- [DATASET EXTRACT]
○ ○ ○ ○ ○

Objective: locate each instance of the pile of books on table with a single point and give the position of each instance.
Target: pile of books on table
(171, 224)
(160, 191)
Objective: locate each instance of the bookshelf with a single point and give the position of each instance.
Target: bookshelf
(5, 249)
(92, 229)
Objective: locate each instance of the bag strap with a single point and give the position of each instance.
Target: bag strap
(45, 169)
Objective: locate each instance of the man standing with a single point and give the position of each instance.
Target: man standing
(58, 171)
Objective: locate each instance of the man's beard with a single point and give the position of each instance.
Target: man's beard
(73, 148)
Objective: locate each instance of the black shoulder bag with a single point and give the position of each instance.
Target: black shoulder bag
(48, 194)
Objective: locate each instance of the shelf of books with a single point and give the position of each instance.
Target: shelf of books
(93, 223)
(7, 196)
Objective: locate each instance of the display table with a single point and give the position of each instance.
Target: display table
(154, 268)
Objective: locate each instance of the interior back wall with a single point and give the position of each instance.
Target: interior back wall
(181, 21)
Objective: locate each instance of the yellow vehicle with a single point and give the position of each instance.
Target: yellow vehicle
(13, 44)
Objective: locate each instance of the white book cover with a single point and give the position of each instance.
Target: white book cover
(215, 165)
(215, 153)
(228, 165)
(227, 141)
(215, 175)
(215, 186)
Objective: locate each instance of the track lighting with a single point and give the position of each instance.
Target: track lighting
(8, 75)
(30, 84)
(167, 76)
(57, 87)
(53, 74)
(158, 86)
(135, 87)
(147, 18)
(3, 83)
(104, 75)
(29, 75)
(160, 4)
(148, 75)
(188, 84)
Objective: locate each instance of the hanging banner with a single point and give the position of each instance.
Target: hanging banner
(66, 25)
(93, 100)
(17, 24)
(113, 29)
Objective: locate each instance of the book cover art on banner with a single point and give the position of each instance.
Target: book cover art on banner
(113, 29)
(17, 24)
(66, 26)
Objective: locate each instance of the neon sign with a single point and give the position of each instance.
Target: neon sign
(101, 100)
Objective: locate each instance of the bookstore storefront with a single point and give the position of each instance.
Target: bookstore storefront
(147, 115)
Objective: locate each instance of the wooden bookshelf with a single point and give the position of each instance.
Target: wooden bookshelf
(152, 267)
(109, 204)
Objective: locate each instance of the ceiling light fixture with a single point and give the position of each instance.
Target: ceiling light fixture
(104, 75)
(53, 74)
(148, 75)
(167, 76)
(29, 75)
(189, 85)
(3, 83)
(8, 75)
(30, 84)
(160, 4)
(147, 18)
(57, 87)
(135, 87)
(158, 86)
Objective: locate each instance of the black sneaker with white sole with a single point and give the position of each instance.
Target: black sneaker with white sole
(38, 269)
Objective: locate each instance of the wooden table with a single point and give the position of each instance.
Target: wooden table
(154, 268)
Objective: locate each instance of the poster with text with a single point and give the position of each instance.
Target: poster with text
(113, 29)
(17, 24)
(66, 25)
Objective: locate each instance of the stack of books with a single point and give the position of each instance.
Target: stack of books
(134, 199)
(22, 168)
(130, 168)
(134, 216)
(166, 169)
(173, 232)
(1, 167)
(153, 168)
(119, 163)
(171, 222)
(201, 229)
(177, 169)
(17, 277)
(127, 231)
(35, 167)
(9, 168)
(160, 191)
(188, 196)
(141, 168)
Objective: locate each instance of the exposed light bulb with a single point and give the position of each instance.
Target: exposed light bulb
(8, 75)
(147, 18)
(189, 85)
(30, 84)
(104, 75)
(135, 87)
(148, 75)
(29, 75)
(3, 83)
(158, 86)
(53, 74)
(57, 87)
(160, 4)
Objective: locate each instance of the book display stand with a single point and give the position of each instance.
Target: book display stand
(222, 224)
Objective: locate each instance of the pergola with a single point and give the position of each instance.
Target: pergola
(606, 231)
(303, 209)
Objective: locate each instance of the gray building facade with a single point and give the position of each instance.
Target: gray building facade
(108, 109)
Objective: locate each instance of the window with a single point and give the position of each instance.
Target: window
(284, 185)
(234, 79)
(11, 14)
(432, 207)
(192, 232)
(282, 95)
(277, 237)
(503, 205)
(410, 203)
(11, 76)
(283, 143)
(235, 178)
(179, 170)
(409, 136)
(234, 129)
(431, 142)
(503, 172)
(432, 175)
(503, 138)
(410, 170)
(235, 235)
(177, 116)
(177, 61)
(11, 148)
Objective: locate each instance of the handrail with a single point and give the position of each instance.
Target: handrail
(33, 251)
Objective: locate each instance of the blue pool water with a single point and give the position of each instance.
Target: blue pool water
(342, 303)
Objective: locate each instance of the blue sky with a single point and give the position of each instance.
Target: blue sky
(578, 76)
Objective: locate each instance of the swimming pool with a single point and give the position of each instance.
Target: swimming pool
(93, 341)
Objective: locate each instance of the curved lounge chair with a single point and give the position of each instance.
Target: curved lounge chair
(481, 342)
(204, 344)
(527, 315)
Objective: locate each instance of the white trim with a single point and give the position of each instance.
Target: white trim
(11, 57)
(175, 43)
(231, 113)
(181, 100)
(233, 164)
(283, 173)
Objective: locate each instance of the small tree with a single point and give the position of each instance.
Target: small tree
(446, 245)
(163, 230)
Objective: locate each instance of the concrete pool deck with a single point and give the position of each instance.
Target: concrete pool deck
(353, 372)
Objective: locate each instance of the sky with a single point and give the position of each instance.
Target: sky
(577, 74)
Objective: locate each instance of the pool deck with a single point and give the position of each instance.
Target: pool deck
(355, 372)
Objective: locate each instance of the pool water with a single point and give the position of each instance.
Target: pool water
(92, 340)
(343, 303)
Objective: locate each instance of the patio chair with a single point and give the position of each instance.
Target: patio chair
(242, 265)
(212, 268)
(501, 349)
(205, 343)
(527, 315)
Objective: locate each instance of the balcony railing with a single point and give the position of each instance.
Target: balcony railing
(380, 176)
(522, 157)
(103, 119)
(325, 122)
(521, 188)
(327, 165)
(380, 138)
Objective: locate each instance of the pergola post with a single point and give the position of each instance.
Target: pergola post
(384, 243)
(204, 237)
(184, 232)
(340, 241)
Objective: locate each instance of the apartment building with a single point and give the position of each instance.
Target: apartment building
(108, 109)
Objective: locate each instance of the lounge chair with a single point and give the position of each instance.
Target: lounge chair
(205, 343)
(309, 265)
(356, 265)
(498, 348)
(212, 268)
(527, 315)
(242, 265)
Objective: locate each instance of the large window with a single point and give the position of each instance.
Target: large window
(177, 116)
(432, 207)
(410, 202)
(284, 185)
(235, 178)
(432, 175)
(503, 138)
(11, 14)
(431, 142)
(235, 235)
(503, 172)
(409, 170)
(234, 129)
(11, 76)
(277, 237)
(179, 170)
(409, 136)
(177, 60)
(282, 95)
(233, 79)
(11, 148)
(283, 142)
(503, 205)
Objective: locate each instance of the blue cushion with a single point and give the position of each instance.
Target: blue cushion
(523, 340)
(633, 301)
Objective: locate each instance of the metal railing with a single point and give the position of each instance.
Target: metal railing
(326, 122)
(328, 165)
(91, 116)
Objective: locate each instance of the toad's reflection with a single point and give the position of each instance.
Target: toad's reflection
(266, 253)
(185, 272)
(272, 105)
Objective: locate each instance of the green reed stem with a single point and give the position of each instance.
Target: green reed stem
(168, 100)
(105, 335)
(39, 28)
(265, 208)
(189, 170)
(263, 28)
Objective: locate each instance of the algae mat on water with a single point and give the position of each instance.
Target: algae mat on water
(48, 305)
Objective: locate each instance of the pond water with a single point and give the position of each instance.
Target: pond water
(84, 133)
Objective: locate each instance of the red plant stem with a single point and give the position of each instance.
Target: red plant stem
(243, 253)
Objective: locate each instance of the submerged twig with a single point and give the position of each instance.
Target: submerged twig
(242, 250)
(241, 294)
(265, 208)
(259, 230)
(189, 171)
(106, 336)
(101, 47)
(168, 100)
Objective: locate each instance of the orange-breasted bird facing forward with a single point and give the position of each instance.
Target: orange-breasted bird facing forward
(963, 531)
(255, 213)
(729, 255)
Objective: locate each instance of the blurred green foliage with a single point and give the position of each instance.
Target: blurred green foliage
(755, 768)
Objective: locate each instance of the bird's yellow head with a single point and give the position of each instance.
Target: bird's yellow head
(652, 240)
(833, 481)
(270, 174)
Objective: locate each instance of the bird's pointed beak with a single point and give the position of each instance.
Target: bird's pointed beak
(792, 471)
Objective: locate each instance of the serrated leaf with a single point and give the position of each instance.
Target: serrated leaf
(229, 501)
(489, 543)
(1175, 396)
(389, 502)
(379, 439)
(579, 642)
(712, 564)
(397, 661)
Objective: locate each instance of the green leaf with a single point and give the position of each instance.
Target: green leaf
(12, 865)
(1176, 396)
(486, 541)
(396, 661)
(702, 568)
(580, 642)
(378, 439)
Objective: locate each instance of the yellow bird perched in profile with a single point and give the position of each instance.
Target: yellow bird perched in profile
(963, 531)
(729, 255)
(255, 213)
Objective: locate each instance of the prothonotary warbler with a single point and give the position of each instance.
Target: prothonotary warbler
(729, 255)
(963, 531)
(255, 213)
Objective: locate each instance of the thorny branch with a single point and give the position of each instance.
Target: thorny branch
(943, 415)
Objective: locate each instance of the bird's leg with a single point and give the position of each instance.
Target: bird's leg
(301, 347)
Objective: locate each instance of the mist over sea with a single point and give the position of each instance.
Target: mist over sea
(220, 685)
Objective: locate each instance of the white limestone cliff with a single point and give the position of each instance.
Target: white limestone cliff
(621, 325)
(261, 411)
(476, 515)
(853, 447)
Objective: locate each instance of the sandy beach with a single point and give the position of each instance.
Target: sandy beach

○ ○ ○ ○ ○

- [GOAL]
Begin at the line that contains "Objective: locate each instance of the bird's yellow" and stop after the last line of the records. Write those lines out again, requests included, and scale every coordinate in the answers by 0.35, rounding each result to a whole number with halves rounded up.

- [COMPLETED TASK]
Objective: locate each instance of the bird's yellow head with a single point and give the position of each instance.
Target: bird's yellow head
(228, 84)
(292, 168)
(95, 61)
Objective: locate each instance of the bird's pointed beak with a single point and give the position of each instance.
Target: bird's pointed beak
(277, 165)
Objective: locate each instance of the serrated leaf with a single point and give the position of each instance.
Target: serrated leaf
(80, 175)
(171, 190)
(411, 139)
(136, 176)
(133, 154)
(203, 225)
(249, 197)
(139, 231)
Objective: locate each instance of the green leaf with a single point and give the position of each instance.
Target: green leaf
(4, 303)
(412, 139)
(170, 189)
(139, 231)
(246, 199)
(203, 225)
(132, 154)
Objective: locate each instance of the yellow bird perched in profile with a single point and give the position of each instance.
Target: yellow bird perched in profile
(337, 186)
(255, 89)
(89, 75)
Objective: locate each instance of the prothonotary warbler with a single point and give the position of each instance.
Target: prothonotary warbler
(255, 89)
(337, 186)
(89, 75)
Objective: locate each instance of the thorny branch with a single point and give the position of each instance.
Target: thorny branch
(330, 145)
Objective: locate each instance of the bird's leg with a single point and give the position of each instance.
Target: bird's leg
(105, 121)
Objective: locate each instance of the mist over sea with a single point and give the position of each instance.
Target: mist over sea
(77, 240)
Objective: locate each instance of the white limestone cliff with a single point and give the position of each instance.
Target: white limestone cliff
(217, 114)
(91, 144)
(167, 180)
(299, 156)
Objective: locate each instance of the sandy beach with a single point and give the position of each instance.
Target: sandy beach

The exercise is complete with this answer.